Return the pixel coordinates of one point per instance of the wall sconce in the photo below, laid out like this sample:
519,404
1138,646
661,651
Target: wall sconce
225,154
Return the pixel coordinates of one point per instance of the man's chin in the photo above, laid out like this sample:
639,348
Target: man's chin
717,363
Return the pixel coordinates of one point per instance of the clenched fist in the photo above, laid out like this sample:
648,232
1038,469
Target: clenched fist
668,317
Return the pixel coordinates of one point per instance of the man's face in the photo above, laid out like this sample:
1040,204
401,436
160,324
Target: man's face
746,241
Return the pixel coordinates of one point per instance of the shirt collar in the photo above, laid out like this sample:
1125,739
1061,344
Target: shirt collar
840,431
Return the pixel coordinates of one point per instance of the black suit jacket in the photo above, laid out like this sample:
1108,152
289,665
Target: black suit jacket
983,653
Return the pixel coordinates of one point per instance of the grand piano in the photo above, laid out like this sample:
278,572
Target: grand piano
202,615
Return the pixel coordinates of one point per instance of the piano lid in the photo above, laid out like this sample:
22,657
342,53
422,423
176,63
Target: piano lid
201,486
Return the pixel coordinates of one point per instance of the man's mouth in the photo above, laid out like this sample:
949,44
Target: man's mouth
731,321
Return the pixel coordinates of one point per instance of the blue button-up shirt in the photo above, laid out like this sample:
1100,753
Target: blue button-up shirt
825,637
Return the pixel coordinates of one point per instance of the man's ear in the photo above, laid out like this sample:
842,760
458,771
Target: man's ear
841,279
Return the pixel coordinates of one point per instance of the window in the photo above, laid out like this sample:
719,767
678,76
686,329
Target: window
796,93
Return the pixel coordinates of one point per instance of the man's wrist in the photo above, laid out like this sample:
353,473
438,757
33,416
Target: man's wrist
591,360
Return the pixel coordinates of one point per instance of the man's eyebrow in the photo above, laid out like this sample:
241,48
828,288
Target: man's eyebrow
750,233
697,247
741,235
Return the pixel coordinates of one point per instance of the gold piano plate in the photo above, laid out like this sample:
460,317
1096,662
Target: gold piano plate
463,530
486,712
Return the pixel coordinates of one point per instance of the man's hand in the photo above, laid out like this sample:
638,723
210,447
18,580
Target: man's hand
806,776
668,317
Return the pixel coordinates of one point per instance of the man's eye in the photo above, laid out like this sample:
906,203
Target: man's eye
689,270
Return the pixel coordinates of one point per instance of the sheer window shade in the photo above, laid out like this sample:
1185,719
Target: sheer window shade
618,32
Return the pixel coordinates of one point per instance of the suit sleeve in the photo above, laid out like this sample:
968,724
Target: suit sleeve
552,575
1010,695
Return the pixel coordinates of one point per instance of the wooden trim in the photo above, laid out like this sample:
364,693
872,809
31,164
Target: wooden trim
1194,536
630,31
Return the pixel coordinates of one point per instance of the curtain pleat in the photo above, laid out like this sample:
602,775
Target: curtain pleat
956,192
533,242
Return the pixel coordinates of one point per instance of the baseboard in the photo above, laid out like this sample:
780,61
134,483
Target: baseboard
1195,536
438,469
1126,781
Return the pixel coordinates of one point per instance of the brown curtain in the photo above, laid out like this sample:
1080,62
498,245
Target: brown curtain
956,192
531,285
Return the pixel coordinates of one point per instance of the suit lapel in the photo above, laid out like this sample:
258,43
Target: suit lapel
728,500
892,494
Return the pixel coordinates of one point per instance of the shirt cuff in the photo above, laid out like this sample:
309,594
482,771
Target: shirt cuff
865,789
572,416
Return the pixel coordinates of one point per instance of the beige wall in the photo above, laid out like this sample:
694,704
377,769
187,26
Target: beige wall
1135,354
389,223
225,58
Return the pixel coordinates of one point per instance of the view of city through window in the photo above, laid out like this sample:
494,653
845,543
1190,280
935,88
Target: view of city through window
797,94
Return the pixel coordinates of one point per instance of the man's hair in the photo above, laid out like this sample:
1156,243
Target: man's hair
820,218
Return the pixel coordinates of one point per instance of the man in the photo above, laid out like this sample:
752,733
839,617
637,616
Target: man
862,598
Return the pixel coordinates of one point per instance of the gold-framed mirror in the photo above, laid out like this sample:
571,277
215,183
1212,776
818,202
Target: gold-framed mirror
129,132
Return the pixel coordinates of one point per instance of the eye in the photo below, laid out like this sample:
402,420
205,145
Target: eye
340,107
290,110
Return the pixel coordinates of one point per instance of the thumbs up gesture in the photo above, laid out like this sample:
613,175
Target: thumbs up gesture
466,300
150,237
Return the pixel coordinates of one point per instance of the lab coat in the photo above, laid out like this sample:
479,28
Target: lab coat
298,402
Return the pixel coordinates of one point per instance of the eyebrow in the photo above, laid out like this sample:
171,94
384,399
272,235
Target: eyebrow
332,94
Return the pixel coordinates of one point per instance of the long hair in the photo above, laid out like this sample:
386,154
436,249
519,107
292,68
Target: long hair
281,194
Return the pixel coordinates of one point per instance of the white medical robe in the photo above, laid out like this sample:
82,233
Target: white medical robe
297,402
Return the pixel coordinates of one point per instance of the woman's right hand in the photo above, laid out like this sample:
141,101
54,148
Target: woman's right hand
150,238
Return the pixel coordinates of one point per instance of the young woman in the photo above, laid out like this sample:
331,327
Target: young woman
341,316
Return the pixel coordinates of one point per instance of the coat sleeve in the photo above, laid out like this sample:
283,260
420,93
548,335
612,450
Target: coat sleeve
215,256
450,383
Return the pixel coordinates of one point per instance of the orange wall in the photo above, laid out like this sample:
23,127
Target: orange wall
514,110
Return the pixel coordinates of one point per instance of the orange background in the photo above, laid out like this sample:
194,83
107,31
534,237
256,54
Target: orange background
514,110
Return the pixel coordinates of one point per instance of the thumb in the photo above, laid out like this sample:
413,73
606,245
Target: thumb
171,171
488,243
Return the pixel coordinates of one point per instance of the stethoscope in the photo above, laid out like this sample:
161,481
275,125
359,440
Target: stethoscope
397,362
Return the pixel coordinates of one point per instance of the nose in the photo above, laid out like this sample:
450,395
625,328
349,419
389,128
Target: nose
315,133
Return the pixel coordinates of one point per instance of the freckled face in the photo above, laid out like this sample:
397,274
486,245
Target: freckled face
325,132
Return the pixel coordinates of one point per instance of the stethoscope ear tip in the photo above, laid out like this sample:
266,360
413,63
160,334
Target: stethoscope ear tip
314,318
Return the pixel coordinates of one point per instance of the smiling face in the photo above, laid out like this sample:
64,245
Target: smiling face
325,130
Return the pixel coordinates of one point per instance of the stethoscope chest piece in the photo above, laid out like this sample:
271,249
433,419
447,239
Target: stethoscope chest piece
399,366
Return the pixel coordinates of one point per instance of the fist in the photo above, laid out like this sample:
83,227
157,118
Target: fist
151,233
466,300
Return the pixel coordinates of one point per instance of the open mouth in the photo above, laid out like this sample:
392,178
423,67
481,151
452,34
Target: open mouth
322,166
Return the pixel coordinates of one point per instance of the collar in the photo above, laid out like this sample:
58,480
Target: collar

• What the task requires: All entries must be printed exactly, with nothing omitted.

• Exercise result:
Return the pixel coordinates of one point per instance of the wall sconce in the photo below, laid out like this sample:
519,404
1138,646
661,651
Target: wall sconce
225,154
Return the pixel coordinates of one point per instance of the man's chin in the photo above, laid out like this sample:
639,348
Target: man's chin
717,363
Return the pixel coordinates of one point per instance of the clenched fist in the photo above, laid out like this sample:
648,232
1038,469
Target: clenched fist
668,317
Return the pixel coordinates of one point per instance of the man's face in the photo above, laid out like this sample:
1040,204
401,436
160,324
Target: man's face
746,241
Return the pixel coordinates of one point per instance of the shirt collar in the photo above, laid out like this sample:
1125,739
1061,344
Target: shirt collar
840,431
Return the pixel coordinates of one point per instance of the black suit jacket in the photo above, laid out like this sample:
1108,152
289,665
Target: black suit jacket
983,653
Return the pixel coordinates of one point per instance of the grand piano in the photo above, laid out like this sample:
278,572
Target: grand piano
202,615
Return the pixel coordinates of one point per instance of the piano lid in the photo above, laid out like this sample:
22,657
342,53
422,423
176,63
Target: piano lid
201,486
Return the pixel coordinates of one point per instance of the man's mouth in the photo above, laid out like this sample:
949,44
Target: man's mouth
731,321
Return the pixel coordinates of one point per instance of the blue button-up shirt in the photo above, laid out like this sample:
1100,753
Target: blue button-up shirt
825,637
Return the pixel coordinates of one point per instance of the man's ear in the photo above, laid out like this sample:
842,760
458,771
Target: man's ear
841,279
Return the pixel coordinates of one point per instance of the window in the photo above, laid out like this sample:
719,767
678,76
686,329
Target: window
796,93
Return the pixel coordinates of one point per instance of the man's wrist in the photo above, laid out like this sample:
353,473
438,757
33,416
Target: man's wrist
591,360
Return the pixel coordinates of one point per instance of the man's eyebrow in the photo above, laid out like this sample:
241,48
828,288
Target: man's eyebrow
750,233
697,247
741,235
Return the pixel coordinates of one point per instance of the gold piano plate in the photo above, laid out like this sample:
460,317
1096,662
Target: gold piano plate
463,530
486,712
Return the pixel coordinates of one point per instance of the man's hand in the photo above, laid out like this sample:
638,723
210,447
18,580
Target: man's hand
806,776
668,317
Return the pixel coordinates of one point per instance of the man's eye in the photo above, laid out like this sample:
906,203
Target: man's eye
689,270
Return the pixel coordinates of one point per instance of the sheer window shade in the photo above, laid out like this sample:
1185,719
Target: sheer window shade
618,32
Return the pixel coordinates of one point per instance of the suit sleeve in the photo above, laid out like this sample:
968,724
Target: suit sleeve
552,575
1010,695
Return the pixel coordinates of one point per instance of the wooden trim in the photo above, laid out like this sample:
364,693
872,809
31,164
Target: wooden trim
1194,536
630,31
Return the pixel coordinates of one point per instance of the curtain pleat in the photo above, laid out like this sample:
602,775
Target: curtain pleat
956,192
533,242
Return the pixel coordinates of one point per instance of the baseboard in the photo above, laid out like this sample:
780,61
134,483
Target: baseboard
1195,536
438,469
1126,781
Return the pixel coordinates of one point per instance of the brown curtain in the photo above, laid out like this sample:
1080,62
498,245
Target: brown curtain
956,192
531,285
Return the pixel coordinates of one point per instance of the suit lapel in the photo above, laid out like this sample:
258,43
Target: suit lapel
728,500
892,494
Return the pixel coordinates of one point per instance of the shirt cuff in the photo above, laid out like this sample:
309,594
482,771
Target: shirt cuff
865,789
572,416
Return the pixel coordinates of one point per instance of the beige wall in the photo above, laid out like this sample:
694,704
377,769
187,26
Target: beige wall
1135,354
389,223
225,58
Return the pixel coordinates of one point per instance of the view of city through window in the photo above, laid out like this sample:
494,653
845,543
1190,280
935,88
Target: view of city through window
797,94
Return the pixel coordinates of one point per instance of the man's hair in the photo above, laid out like this sample:
1156,243
Target: man's hair
820,218
Return the pixel coordinates of one point per instance of the man in the photo above, laid out like this sample:
752,733
839,617
637,616
Target: man
862,598
Return the pixel coordinates of one point per instance of the gold-framed mirror in the photo above, laid out like this sample:
571,277
215,183
1212,776
818,202
Target: gold-framed mirror
129,132
Return the pixel coordinates of one point per instance of the eye in the photo below, laid out like this sample:
402,420
205,145
Target: eye
340,107
290,110
Return the pixel coordinates of one point per instance of the thumbs up gesture in the photo above, laid out like this sample:
613,175
Target: thumbs up gesture
466,300
150,237
Return the pixel coordinates of one point per instance of the lab coat in the photo above, laid out like this sample:
479,28
Target: lab coat
298,402
Return the pixel coordinates of one point per instance of the eyebrow in the photo above, laid out like this sample:
171,94
384,399
272,235
Target: eyebrow
332,94
Return the pixel coordinates of one point per instance of the long hair in the photo above, laid out like this sample:
386,154
436,249
519,107
292,68
Target: long hair
281,194
Return the pixel coordinates of one point per instance of the white medical robe in the photo above, laid out like this sample:
82,233
Target: white medical robe
297,402
Return the pixel coordinates of one point per instance of the woman's right hand in the photo above, laid out like this sample:
141,101
54,148
Target: woman's right hand
150,238
Return the pixel coordinates of one point per instance of the young woman in the photo above, laid out like this sample:
331,327
Target: young woman
341,316
Return the pixel coordinates of one point per instance of the coat sleeve in the photo above, laid out like this sample:
283,260
420,93
548,335
612,450
Target: coat sleeve
215,256
450,383
Return the pixel coordinates of one point per instance of the orange wall in the photo above, laid out like this sample:
23,127
Target: orange wall
514,110
Return the pixel coordinates of one point per instance of the orange background in the photo above, laid out like this sample:
194,83
107,31
534,237
256,54
Target: orange background
514,110
Return the pixel coordinates of one point per instance of the thumb in the photo above, laid out like this sample:
413,73
606,245
Target: thumb
171,171
488,243
Return the pixel coordinates of one point per instance of the stethoscope in the photo above, laid out like this sample:
161,481
275,125
359,440
Target: stethoscope
397,362
Return the pixel coordinates of one point per instance of the nose in the photo above, laid out like this sample:
450,395
625,328
349,419
389,128
Target: nose
315,133
Return the pixel coordinates of one point per instance of the freckled face in the photo above, laid out like this sample:
397,274
486,245
Target: freckled face
325,132
Return the pixel coordinates of one point per instance of the stethoscope ear tip in the photo above, laid out like this sample:
266,360
413,63
160,334
Target: stethoscope ear tip
314,318
Return the pixel coordinates of one point per instance of the smiling face in the photo above, laid out like this sample:
64,245
Target: smiling face
325,130
Return the pixel coordinates of one point per instance of the stethoscope chest piece in the photo above, laid out like this sample:
271,249
433,419
447,239
Target: stethoscope chest piece
399,366
Return the pixel coordinates of one point per instance of the fist in the photo above, laid out like this sample:
83,227
157,118
Target: fist
151,233
466,300
Return the pixel coordinates of one point per instance of the open mouth in the photo above, laid out like this sample:
392,178
423,67
481,151
452,34
Target: open mouth
322,166
Return the pixel coordinates of one point per instance of the collar in the photo above, laid out like this sample:
58,480
Target: collar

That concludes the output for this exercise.